Rewrite all of the material below as a numbered list, one line per entry, and leave out blank lines.

** Begin PROVIDED RECORDS **

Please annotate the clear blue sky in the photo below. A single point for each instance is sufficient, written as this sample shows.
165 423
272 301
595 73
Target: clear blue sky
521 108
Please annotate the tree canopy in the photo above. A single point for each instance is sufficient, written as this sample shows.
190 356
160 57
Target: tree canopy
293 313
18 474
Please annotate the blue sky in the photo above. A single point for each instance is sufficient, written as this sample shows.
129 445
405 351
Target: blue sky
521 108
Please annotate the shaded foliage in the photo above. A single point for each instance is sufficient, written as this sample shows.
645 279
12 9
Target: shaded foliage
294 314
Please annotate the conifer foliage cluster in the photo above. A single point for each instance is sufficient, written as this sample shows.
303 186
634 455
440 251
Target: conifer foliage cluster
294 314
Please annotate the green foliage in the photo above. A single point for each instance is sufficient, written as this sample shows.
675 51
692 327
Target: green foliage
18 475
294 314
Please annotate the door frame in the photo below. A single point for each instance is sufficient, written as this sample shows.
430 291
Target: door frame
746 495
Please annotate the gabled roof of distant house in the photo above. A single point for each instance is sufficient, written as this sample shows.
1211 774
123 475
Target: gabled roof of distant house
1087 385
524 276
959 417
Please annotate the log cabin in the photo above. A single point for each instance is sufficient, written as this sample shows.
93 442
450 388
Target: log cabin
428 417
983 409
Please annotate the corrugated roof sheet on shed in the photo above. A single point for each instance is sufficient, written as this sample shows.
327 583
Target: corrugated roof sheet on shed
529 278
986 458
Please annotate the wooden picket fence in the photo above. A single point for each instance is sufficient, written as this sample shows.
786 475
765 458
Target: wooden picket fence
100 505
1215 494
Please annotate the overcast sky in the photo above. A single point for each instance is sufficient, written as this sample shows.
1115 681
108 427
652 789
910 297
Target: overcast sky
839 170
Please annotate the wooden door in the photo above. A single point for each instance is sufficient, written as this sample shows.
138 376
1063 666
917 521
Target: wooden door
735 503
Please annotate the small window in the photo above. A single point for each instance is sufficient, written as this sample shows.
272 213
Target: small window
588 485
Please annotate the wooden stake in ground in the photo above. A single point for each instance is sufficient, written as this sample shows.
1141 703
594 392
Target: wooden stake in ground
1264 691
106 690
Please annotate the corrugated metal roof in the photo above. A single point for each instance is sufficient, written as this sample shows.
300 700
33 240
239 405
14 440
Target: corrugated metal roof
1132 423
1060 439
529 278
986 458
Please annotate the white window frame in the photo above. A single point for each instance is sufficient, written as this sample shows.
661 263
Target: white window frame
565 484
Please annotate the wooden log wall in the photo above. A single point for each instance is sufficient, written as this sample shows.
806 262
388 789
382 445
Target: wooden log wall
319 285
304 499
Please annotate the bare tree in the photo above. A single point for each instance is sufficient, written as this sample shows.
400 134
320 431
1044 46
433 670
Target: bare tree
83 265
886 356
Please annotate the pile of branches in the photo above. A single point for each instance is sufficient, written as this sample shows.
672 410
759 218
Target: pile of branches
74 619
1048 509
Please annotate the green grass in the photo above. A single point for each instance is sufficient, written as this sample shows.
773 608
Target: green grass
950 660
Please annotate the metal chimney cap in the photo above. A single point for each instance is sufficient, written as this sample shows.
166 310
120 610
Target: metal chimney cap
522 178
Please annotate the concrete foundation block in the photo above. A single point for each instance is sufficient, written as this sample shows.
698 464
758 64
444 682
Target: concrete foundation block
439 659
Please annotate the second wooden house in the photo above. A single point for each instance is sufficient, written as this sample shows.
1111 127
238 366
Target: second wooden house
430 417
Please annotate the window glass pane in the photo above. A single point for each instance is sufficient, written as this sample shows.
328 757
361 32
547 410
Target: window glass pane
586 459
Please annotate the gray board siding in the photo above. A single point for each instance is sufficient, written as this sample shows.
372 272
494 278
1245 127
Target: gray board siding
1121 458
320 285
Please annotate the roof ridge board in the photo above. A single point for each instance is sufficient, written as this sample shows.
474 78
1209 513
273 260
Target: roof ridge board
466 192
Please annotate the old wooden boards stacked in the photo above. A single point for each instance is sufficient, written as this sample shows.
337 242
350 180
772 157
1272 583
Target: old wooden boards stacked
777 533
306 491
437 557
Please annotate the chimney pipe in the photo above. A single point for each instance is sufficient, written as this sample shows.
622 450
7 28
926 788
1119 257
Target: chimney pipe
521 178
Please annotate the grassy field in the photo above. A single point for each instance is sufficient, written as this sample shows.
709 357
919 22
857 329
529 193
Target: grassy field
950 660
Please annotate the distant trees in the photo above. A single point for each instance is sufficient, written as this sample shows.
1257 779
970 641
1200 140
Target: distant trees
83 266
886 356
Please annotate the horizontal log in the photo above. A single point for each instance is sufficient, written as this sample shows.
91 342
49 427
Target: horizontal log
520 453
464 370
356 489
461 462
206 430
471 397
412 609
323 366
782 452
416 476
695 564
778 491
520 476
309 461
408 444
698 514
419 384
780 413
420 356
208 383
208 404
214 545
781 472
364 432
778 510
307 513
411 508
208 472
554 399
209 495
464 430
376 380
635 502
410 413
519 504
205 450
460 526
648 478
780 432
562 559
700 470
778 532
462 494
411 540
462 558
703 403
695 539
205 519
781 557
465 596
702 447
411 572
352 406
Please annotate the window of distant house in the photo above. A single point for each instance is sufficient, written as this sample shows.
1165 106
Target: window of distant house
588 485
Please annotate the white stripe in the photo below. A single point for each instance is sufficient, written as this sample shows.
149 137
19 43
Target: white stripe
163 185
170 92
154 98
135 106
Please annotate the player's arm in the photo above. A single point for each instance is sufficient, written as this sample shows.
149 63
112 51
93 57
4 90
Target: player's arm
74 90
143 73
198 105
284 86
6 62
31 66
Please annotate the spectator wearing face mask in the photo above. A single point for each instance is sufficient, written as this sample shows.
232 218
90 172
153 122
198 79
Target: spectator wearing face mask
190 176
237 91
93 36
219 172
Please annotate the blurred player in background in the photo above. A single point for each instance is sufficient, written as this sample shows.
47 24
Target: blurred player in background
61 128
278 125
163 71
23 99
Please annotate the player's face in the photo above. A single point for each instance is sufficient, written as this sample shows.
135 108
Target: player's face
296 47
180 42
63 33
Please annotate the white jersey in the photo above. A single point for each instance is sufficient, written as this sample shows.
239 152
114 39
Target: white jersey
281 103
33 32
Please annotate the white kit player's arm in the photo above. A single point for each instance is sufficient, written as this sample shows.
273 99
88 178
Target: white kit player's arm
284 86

** End PROVIDED RECORDS **

→ FULL ANSWER:
1. Please annotate the clear blue sky in the photo below. A single point for each instance is sufficient, written as this sample shows.
2. 165 423
3. 272 301
4. 595 73
5. Target: clear blue sky
6. 521 108
7. Please annotate the tree canopy in the photo above. A single point for each instance is sufficient, written as this sample shows.
8. 190 356
9. 160 57
10. Target: tree canopy
11. 293 313
12. 18 474
13. Please annotate the blue sky in the photo above. A single point for each instance is sufficient, written as this sample shows.
14. 129 445
15. 405 351
16. Target: blue sky
17. 521 108
18. Please annotate the shaded foliage in the photo above. A single point for each instance is sufficient, written as this sample shows.
19. 645 279
20. 12 9
21. Target: shaded foliage
22. 294 314
23. Please annotate the conifer foliage cluster in the photo above. A single point for each instance is sufficient, written as this sample shows.
24. 303 186
25. 634 455
26. 440 251
27. Target: conifer foliage cluster
28. 294 314
29. Please annotate the green foliage in the photo above. A single point for each instance is sufficient, written as this sample shows.
30. 675 51
31. 692 327
32. Target: green foliage
33. 18 475
34. 294 314
35. Please annotate the door frame in the photo below. A single point for each instance is sufficient, written as this sample shows.
36. 430 291
37. Target: door frame
38. 746 495
39. Please annotate the gabled roof of distant house in the photo above. A single point for each instance is sufficient, written as this sample shows.
40. 1211 774
41. 123 475
42. Target: gabled roof of distant house
43. 1087 385
44. 524 276
45. 959 417
46. Please annotate the log cabin in the photo above. A single point for each instance is sufficient, written as this sample shows.
47. 93 442
48. 450 388
49. Target: log cabin
50. 428 417
51. 983 409
52. Please annotate the corrugated roof sheet on shed in the photo above. A single point for each instance is sufficient, written as this sample shows.
53. 327 583
54. Target: corrugated roof sheet on shed
55. 529 278
56. 986 458
57. Please annotate the wooden picket fence in the photo above. A single point for each instance is sufficient, written as this sample shows.
58. 786 475
59. 765 458
60. Target: wooden picket fence
61. 100 505
62. 1215 494
63. Please annotate the overcast sky in the photo above. A single point for each instance is sufficient, written as this sample shows.
64. 1115 681
65. 108 427
66. 652 789
67. 910 297
68. Target: overcast sky
69. 839 170
70. Please annotate the wooden door in the photo above. A single point for each instance is sufficient, written as this sample shows.
71. 138 376
72. 1063 666
73. 917 521
74. Target: wooden door
75. 735 503
76. Please annotate the small window in the photo above. A single point for each instance is sufficient, written as this sample shows.
77. 272 213
78. Target: small window
79. 588 485
80. Please annotate the wooden stake in ground in the photo above. A single point for each instance is sufficient, written as this sample shows.
81. 1141 703
82. 594 392
83. Target: wooden stake in ground
84. 1264 691
85. 106 690
86. Please annotate the corrugated metal roof in the photo above. A single point for each instance is sufficient, written as this sample shows.
87. 300 700
88. 33 240
89. 239 405
90. 14 440
91. Target: corrugated metal roof
92. 1132 423
93. 1060 439
94. 529 278
95. 986 458
96. Please annotate the white window frame in the photo above. A single point for each instance is sufficient, written as this sample shows.
97. 661 263
98. Target: white window frame
99. 565 484
100. Please annotate the wooden log wall in the photo above. A single point for each instance is sufficient, written as this sample shows.
101. 806 262
102. 388 789
103. 382 445
104. Target: wooden log wall
105. 319 285
106. 304 499
107. Please annotate the bare tree in the photo above. A single point for each instance is sufficient, written as this sample shows.
108. 400 134
109. 320 431
110. 1044 46
111. 433 670
112. Target: bare tree
113. 83 265
114. 886 356
115. Please annotate the pile of branches in the photo above. A single point for each instance is sufficient, written as this sample shows.
116. 672 410
117. 759 218
118. Target: pile of branches
119. 74 619
120. 1048 509
121. Please annotate the green grass in the photo above. A single point for each instance is sufficient, written as this sample shows.
122. 773 608
123. Target: green grass
124. 950 660
125. Please annotate the metal chimney cap in the photo above. A single point for each instance is sufficient, written as this sample shows.
126. 166 310
127. 120 610
128. Target: metal chimney cap
129. 522 178
130. Please annotate the concrete foundation block in the photo above. A single point for each instance is sufficient, written as this sample shows.
131. 698 464
132. 758 64
133. 444 682
134. Target: concrete foundation block
135. 439 659
136. Please annotate the second wooden house in the photo above. A single point for each instance is sufficient, written as this sample shows.
137. 1111 127
138. 238 366
139. Target: second wooden house
140. 430 417
141. Please annotate the window glass pane in the photo above. A single point for each instance is sufficient, written as this sample shows.
142. 328 757
143. 361 32
144. 547 410
145. Target: window glass pane
146. 586 459
147. Please annotate the gray board siding in the photo above. A single point for each instance is sufficient, written as this sample shows.
148. 372 272
149. 494 278
150. 1245 127
151. Target: gray board siding
152. 1121 458
153. 320 285
154. Please annotate the roof ridge board in the photo above. A single point for each instance is sufficient, written as this sample shows.
155. 474 78
156. 1209 513
157. 273 260
158. Target: roof ridge board
159. 466 192
160. Please annotate the old wooden boards stacked in the photo above. A single point for each instance is sufficient, written as this sample shows.
161. 337 242
162. 350 180
163. 772 157
164. 1272 583
165. Target: old wooden boards stacked
166. 777 533
167. 306 491
168. 437 557
169. Please annotate the chimney pipe in the photo above. A single point for each instance is sufficient, written as this sample shows.
170. 622 450
171. 7 28
172. 926 788
173. 1119 257
174. Target: chimney pipe
175. 521 178
176. Please annotate the grassy field in the photo above. A single point for each instance is sufficient, written as this sample shows.
177. 709 357
178. 919 22
179. 857 329
180. 529 193
181. Target: grassy field
182. 950 660
183. Please annotate the distant trees in the photo above. A single point for each instance is sufficient, written as this sample shows.
184. 1257 779
185. 970 641
186. 1200 140
187. Target: distant trees
188. 83 266
189. 886 356
190. Please annotate the horizontal log in the photo above. A single point for each instance is sufficient, written as this sample shows.
191. 91 342
192. 49 427
193. Target: horizontal log
194. 520 453
195. 464 370
196. 356 489
197. 461 462
198. 206 430
199. 471 397
200. 412 609
201. 323 366
202. 782 452
203. 416 476
204. 695 564
205. 778 491
206. 520 476
207. 309 461
208. 408 444
209. 698 514
210. 419 384
211. 780 413
212. 420 356
213. 208 383
214. 208 404
215. 214 545
216. 781 472
217. 364 432
218. 778 510
219. 307 513
220. 411 508
221. 208 472
222. 554 399
223. 209 495
224. 464 430
225. 376 380
226. 635 502
227. 410 413
228. 519 504
229. 205 450
230. 460 526
231. 648 478
232. 780 432
233. 562 559
234. 700 470
235. 778 532
236. 462 494
237. 411 540
238. 462 558
239. 703 403
240. 695 539
241. 205 519
242. 781 557
243. 465 596
244. 702 447
245. 411 572
246. 352 406
247. Please annotate the window of distant house in the photo above. A single point for each instance is sufficient, written as this sample shows.
248. 1165 106
249. Target: window of distant house
250. 588 485
251. Please annotate the white stripe in the photo below. A single point for each instance is sufficient, written as this sample shows.
252. 149 137
253. 19 43
254. Target: white stripe
255. 163 185
256. 170 92
257. 154 98
258. 135 106
259. Please annotate the player's arm in the photo above. A single point for each instance is sufficient, written as this sample shows.
260. 149 63
261. 112 51
262. 93 57
263. 4 90
264. Target: player's arm
265. 74 90
266. 143 73
267. 198 105
268. 284 86
269. 6 62
270. 31 66
271. Please annotate the spectator wearing face mask in the photo above. A single point for each instance is sufficient, written as this sample shows.
272. 232 218
273. 90 172
274. 153 122
275. 198 79
276. Target: spectator wearing face mask
277. 190 176
278. 237 91
279. 93 36
280. 219 172
281. Please annotate the blurred player in background in the photo above. A single point for each instance is sufficient, written as this sample shows.
282. 47 24
283. Target: blurred player in background
284. 61 128
285. 278 125
286. 163 71
287. 23 99
288. Please annotate the player's face in the photo above. A single point for each instance is sufficient, written as this sample shows.
289. 135 108
290. Target: player's face
291. 296 47
292. 180 42
293. 63 33
294. Please annotate the white jersey in the photo above. A single point for each instance is sufficient, written as this sample shows.
295. 239 152
296. 114 39
297. Target: white jersey
298. 281 103
299. 33 32
300. Please annotate the white kit player's arm in the photo above. A single point for each instance is sufficient, written as this sample shows.
301. 273 99
302. 88 178
303. Target: white kit player's arm
304. 284 86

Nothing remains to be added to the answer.